Documento -
━━━━━━━━━━━━━━━━
9) Quais os problemas
mais comuns na docência? É o excesso de aulas a preparar e provas a corrigir? É
a falta de interesse dos alunos? É a remuneração baixa?
R.: Para mim, o mais
difícil sempre foram as avaliações. Gostaria de ensinar sem avaliar.
No que se relaciona à
atividade do magistério, somam-se vários problemas: desvalorização do
conhecimento e, consequentemente, do professor; descaso com a educação;
abandono das escolas a ponto de se tornarem sucateadas; distanciamento entre os
objetivos dos planos de ensino e a realidade da população. São tantas coisas. É
preciso um olhar atencioso para o assunto.
10) “Se você acha que
a educação é cara, experimente a ignorância”, Esta frase é atribuída a Robert
Orben. O que a senhora pode comentar sobre ela?
R.: Não há o que
discutir: o conhecimento nos torna melhores, mais capazes, mais irmãos.
Qualquer povo que apostar na ignorância fica condenado a se destruir.
11) Hoje, eu penso
que as escolas deveriam ter mais aulas de português, de redação, de oratória...
━━━━━━━━━━━━━━━━
Tarefas do exercício -
#1 Liste os problemas que, segundo o texto sobre a docência, se somam na atividade do magistério.
#2 Reescreva todos os registros substituindo "photo above" por "picture above", sem alterar mais nada.
O texto e os registros provêm de fontes distintas.

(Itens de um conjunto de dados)
━━━━━━━━━━━━━━━━
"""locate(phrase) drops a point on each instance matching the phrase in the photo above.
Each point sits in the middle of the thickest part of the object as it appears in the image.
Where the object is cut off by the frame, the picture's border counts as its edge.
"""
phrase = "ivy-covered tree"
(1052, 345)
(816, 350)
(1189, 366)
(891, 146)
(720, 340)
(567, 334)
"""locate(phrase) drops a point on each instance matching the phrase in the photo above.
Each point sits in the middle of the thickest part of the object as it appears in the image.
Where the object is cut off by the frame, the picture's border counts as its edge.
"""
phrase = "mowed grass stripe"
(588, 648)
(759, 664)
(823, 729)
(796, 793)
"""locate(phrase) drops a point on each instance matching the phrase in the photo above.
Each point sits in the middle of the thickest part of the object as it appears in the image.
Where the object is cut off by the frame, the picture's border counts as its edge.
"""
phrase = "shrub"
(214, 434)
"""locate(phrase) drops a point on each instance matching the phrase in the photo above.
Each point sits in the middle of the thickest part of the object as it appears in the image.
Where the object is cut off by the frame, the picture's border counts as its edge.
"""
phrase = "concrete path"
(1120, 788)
━━━━━━━━━━━━━━━━
Respostas por tarefa -
#1
- desvalorização do conhecimento e, consequentemente, do professor
- descaso com a educação
- abandono das escolas a ponto de se tornarem sucateadas
- distanciamento entre os objetivos dos planos de ensino e a realidade da população

#2
"""locate(phrase) drops a point on each instance matching the phrase in the picture above.
Each point sits in the middle of the thickest part of the object as it appears in the image.
Where the object is cut off by the frame, the picture's border counts as its edge.
"""
phrase = "ivy-covered tree"
(1052, 345)
(816, 350)
(1189, 366)
(891, 146)
(720, 340)
(567, 334)
"""locate(phrase) drops a point on each instance matching the phrase in the picture above.
Each point sits in the middle of the thickest part of the object as it appears in the image.
Where the object is cut off by the frame, the picture's border counts as its edge.
"""
phrase = "mowed grass stripe"
(588, 648)
(759, 664)
(823, 729)
(796, 793)
"""locate(phrase) drops a point on each instance matching the phrase in the picture above.
Each point sits in the middle of the thickest part of the object as it appears in the image.
Where the object is cut off by the frame, the picture's border counts as its edge.
"""
phrase = "shrub"
(214, 434)
"""locate(phrase) drops a point on each instance matching the phrase in the picture above.
Each point sits in the middle of the thickest part of the object as it appears in the image.
Where the object is cut off by the frame, the picture's border counts as its edge.
"""
phrase = "concrete path"
(1120, 788)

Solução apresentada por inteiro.